Exercise brief: Summarize the biographical sketch of Henry R. Anderson below in two sentences.

Source document:
◇ ◇ ◇ ◇ ◇
HENRY R. ANDERSON, section 23, was born in Mercer County, New Jersey, August 21, 1817. Joshua Anderson, his father, and his mother, formerly Mary Clark, were also natives of that state. Henry R. was raised on a farm and received his education in the common schools and at Trenton Academy. He afterwards learned the carpenter’s trade, at Princeton, New Jersey. In 1837 he came west, locating at Alton, Illinois, where he was engaged at the carpenter business for three years, and in the fall of 1841 he moved to Mount Pleasant, Iowa, working at his trade there for some six years. He was there married, on the 12th of April, 1843, to Miss Eliza Jane McCord, daughter of William McCord. She was born in Kentucky, December 10, 1820. Mr. and Mrs. A. have three children: Mary I. (wife of A. Bigley), born August 27, 1847; Martha Virginia, born September 10, 1859; Lewis Wallace, born July 6, 1862. In 1848 the subject of this sketch moved from Mount Pleasant to Keokuk, Iowa, and resided there, working at his trade, for about five years. In the spring of 1853 he left his family in Iowa and went overland to California, where he was interested in mining and carpentering for three years, after which he returned to Iowa, in the fall of 1856. In the spring of 1857 he moved to Cass County, Nebraska, and was there engaged in farming and working at his chosen calling until the fall of 1871, when he came to Atchison County, Missouri, settling in Clark Township. He has lived on his present place seven years and now has a farm of forty acres, all in cultivation, with a young bearing orchard of 200 apple trees, besides peach, cherry, plum and pear trees. Mrs. Anderson is a member of the Cumberland Presbyterian Church.
◇ ◇ ◇ ◇ ◇
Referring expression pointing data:
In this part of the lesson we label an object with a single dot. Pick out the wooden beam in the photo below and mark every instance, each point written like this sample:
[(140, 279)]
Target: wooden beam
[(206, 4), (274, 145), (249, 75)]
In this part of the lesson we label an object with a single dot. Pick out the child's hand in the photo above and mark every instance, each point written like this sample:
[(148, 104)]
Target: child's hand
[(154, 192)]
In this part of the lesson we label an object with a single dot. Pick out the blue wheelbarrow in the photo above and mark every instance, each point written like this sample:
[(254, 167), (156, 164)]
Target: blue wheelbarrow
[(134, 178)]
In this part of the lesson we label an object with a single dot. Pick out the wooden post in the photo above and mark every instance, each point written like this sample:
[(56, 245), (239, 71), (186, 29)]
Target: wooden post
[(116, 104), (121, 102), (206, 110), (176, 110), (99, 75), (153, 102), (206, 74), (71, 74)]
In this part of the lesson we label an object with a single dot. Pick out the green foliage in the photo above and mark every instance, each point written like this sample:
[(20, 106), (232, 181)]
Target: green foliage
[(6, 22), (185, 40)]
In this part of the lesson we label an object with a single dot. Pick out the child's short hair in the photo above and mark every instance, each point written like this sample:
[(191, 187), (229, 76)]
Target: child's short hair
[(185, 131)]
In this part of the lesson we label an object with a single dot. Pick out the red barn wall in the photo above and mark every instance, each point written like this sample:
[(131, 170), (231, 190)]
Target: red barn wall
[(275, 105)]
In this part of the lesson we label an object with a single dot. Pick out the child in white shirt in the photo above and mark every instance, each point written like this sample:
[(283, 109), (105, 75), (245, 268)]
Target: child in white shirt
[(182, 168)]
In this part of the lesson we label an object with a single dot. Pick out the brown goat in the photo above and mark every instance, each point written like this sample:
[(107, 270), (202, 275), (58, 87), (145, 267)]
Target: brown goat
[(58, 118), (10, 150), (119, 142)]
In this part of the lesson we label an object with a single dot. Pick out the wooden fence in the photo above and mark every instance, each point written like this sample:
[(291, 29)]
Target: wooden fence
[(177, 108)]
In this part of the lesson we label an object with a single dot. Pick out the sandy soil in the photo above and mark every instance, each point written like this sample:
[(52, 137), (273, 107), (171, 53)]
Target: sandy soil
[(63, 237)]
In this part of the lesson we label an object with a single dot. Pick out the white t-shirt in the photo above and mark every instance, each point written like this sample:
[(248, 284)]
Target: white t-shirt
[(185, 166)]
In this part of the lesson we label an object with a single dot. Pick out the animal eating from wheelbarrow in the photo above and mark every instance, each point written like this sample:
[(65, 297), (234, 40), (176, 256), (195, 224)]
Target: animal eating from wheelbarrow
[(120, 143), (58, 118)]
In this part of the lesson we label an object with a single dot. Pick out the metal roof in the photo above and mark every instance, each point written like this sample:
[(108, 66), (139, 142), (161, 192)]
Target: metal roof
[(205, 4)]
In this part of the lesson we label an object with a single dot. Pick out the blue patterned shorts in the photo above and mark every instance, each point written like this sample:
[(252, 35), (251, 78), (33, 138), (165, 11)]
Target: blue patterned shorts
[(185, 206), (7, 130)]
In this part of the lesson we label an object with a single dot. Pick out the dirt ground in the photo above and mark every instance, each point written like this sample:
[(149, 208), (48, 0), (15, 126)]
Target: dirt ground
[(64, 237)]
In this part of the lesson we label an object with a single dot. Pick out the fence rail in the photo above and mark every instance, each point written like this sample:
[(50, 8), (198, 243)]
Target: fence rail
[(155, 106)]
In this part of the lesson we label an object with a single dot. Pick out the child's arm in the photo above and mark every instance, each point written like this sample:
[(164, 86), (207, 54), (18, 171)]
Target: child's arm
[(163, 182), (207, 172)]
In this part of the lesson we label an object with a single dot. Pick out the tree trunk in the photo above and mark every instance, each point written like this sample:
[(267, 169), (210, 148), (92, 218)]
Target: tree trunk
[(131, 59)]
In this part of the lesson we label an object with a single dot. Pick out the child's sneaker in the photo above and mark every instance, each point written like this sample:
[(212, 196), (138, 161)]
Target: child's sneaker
◇ ◇ ◇ ◇ ◇
Response area: Henry R. Anderson, born in Mercer County, New Jersey, in 1817, learned the carpenter's trade and worked at it in Alton, Illinois, Mount Pleasant and Keokuk, Iowa, and Cass County, Nebraska, apart from three years mining and carpentering in California, before settling in Clark Township, Atchison County, Missouri, in 1871. He married Eliza Jane McCord in 1843, has three children, and now owns a forty-acre farm, all in cultivation, with a young bearing orchard of 200 apple trees as well as other fruit trees.